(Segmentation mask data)
########
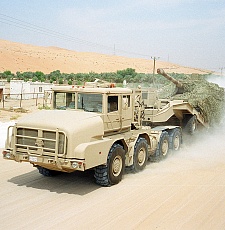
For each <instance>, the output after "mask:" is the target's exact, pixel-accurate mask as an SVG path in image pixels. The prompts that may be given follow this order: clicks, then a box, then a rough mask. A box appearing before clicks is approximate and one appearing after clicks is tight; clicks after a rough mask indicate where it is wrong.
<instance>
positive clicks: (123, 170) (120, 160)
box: [94, 144, 125, 186]
mask: <svg viewBox="0 0 225 230" xmlns="http://www.w3.org/2000/svg"><path fill="white" fill-rule="evenodd" d="M124 166H125V151H124V149H123V147H122V146H121V145H119V144H113V146H112V147H111V149H110V151H109V154H108V158H107V164H106V165H100V166H97V167H95V175H94V177H95V179H96V183H97V184H99V185H102V186H111V185H114V184H118V183H119V182H120V181H121V180H122V176H123V173H124Z"/></svg>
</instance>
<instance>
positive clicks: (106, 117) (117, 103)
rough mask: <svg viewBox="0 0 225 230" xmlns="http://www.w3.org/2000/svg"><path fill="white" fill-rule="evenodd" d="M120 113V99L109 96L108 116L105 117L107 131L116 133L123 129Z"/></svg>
mask: <svg viewBox="0 0 225 230" xmlns="http://www.w3.org/2000/svg"><path fill="white" fill-rule="evenodd" d="M120 117H121V116H120V113H119V97H118V96H108V98H107V114H106V115H105V119H104V123H105V131H116V130H119V129H120V128H121V118H120Z"/></svg>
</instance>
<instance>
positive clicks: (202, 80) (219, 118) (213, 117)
mask: <svg viewBox="0 0 225 230" xmlns="http://www.w3.org/2000/svg"><path fill="white" fill-rule="evenodd" d="M177 80H179V81H180V83H181V84H182V87H183V93H181V94H176V86H175V85H174V84H173V83H170V84H169V85H167V86H165V87H163V88H161V89H160V90H159V98H171V99H182V100H186V101H188V102H189V103H190V104H191V105H192V106H193V107H194V108H196V109H197V110H198V111H199V112H200V113H201V114H202V115H203V117H204V118H205V121H206V122H208V123H209V124H210V125H214V124H216V123H219V122H220V121H221V118H222V116H223V112H224V105H225V91H224V88H222V87H219V85H217V84H214V83H211V82H208V81H207V80H206V79H205V78H204V77H203V76H201V75H186V76H184V77H183V78H182V79H177Z"/></svg>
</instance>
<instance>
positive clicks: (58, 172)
mask: <svg viewBox="0 0 225 230" xmlns="http://www.w3.org/2000/svg"><path fill="white" fill-rule="evenodd" d="M37 169H38V171H39V173H40V174H42V175H43V176H47V177H52V176H57V175H58V174H60V172H59V171H55V170H50V169H46V168H43V167H41V166H37Z"/></svg>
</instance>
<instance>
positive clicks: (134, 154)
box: [128, 137, 148, 172]
mask: <svg viewBox="0 0 225 230" xmlns="http://www.w3.org/2000/svg"><path fill="white" fill-rule="evenodd" d="M147 159H148V144H147V141H146V139H145V138H142V137H141V138H139V139H138V140H137V142H136V143H135V146H134V157H133V162H134V163H133V165H131V166H129V167H128V168H129V169H130V171H131V172H139V171H141V170H143V169H144V168H145V166H146V163H147Z"/></svg>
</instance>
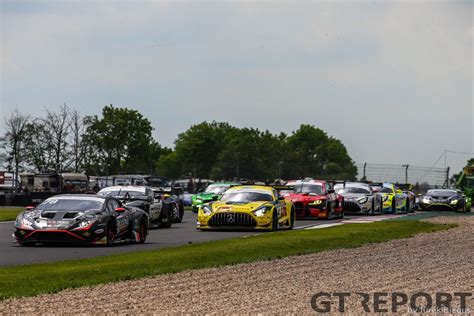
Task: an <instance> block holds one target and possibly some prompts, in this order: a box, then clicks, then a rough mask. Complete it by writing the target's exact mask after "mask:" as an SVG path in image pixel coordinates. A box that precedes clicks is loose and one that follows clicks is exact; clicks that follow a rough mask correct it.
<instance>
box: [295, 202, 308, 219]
mask: <svg viewBox="0 0 474 316" xmlns="http://www.w3.org/2000/svg"><path fill="white" fill-rule="evenodd" d="M294 205H295V212H296V216H304V215H305V211H306V209H307V208H308V207H307V206H306V207H305V205H304V203H303V202H295V203H294Z"/></svg>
########
▶ [Problem statement] Copy out the records above with each "positive clicks" switched to "foreground clicks" and nothing else altered. Omit the pictures from your copy.

▶ [Response box]
For each <instance>, the output after "mask:" is the target's exact, pixel-accurate mask as an SVG path in image pixels. The prompts that may be given follow this order: clicks, then a box, then a rough mask. A box appearing before clicks is approximate and one appearing after clicks is tight; clicks after a rough mask indicate where it is wrong.
<instance>
foreground clicks: (123, 170) (120, 160)
box: [94, 144, 125, 186]
mask: <svg viewBox="0 0 225 230" xmlns="http://www.w3.org/2000/svg"><path fill="white" fill-rule="evenodd" d="M124 166H125V151H124V149H123V147H122V146H121V145H119V144H113V146H112V147H111V149H110V151H109V154H108V158H107V164H106V165H100V166H97V167H95V175H94V177H95V179H96V183H97V184H99V185H102V186H111V185H114V184H118V183H119V182H120V181H121V180H122V176H123V173H124Z"/></svg>
</instance>
<instance>
foreground clicks: (106, 117) (117, 103)
rough mask: <svg viewBox="0 0 225 230" xmlns="http://www.w3.org/2000/svg"><path fill="white" fill-rule="evenodd" d="M120 113V99L109 96L108 116L105 117L107 131L116 133L123 129Z"/></svg>
mask: <svg viewBox="0 0 225 230" xmlns="http://www.w3.org/2000/svg"><path fill="white" fill-rule="evenodd" d="M120 117H121V116H120V113H119V97H118V96H108V98H107V114H106V115H105V119H104V123H105V131H116V130H119V129H120V128H121V118H120Z"/></svg>
</instance>
<instance>
foreground clicks: (202, 80) (219, 118) (213, 117)
mask: <svg viewBox="0 0 225 230" xmlns="http://www.w3.org/2000/svg"><path fill="white" fill-rule="evenodd" d="M177 80H179V81H180V83H181V84H182V87H183V93H181V94H176V86H175V85H174V84H173V83H170V84H169V85H167V86H165V87H163V88H161V89H160V90H159V98H171V99H182V100H186V101H188V102H189V103H190V104H191V105H192V106H193V107H194V108H196V109H197V110H198V111H199V112H200V113H201V114H202V115H203V117H204V118H205V121H206V122H208V123H209V124H210V125H214V124H216V123H219V122H220V121H221V118H222V116H223V112H224V105H225V91H224V88H222V87H219V85H217V84H214V83H211V82H208V81H207V80H206V79H205V78H204V77H203V76H201V75H186V76H184V77H183V78H182V79H177Z"/></svg>
</instance>
<instance>
foreground clicks: (58, 172)
mask: <svg viewBox="0 0 225 230" xmlns="http://www.w3.org/2000/svg"><path fill="white" fill-rule="evenodd" d="M37 169H38V171H39V173H40V174H42V175H43V176H47V177H52V176H57V175H58V174H60V172H59V171H55V170H50V169H46V168H43V167H41V166H37Z"/></svg>
</instance>
<instance>
foreground clicks: (134, 154)
box: [128, 137, 148, 172]
mask: <svg viewBox="0 0 225 230" xmlns="http://www.w3.org/2000/svg"><path fill="white" fill-rule="evenodd" d="M147 159H148V144H147V141H146V139H145V138H142V137H141V138H139V139H138V140H137V142H136V143H135V146H134V157H133V162H134V163H133V165H131V166H129V167H128V168H129V169H130V171H131V172H139V171H141V170H143V169H144V168H145V166H146V163H147Z"/></svg>
</instance>
Task: an <instance> block holds one target and possibly some prompts, in this order: a box, then clicks, then a rough mask. Complete it by writing the target's exact mask after "mask:" as an SVG path in image pixel coordinates. A box that precedes clicks is loose and one that follows clicks is exact; clicks that follow a rough mask correct it.
<instance>
box: [295, 202, 308, 219]
mask: <svg viewBox="0 0 474 316" xmlns="http://www.w3.org/2000/svg"><path fill="white" fill-rule="evenodd" d="M294 205H295V212H296V216H304V215H305V211H306V209H307V208H308V207H307V206H306V207H305V205H304V203H303V202H295V203H294Z"/></svg>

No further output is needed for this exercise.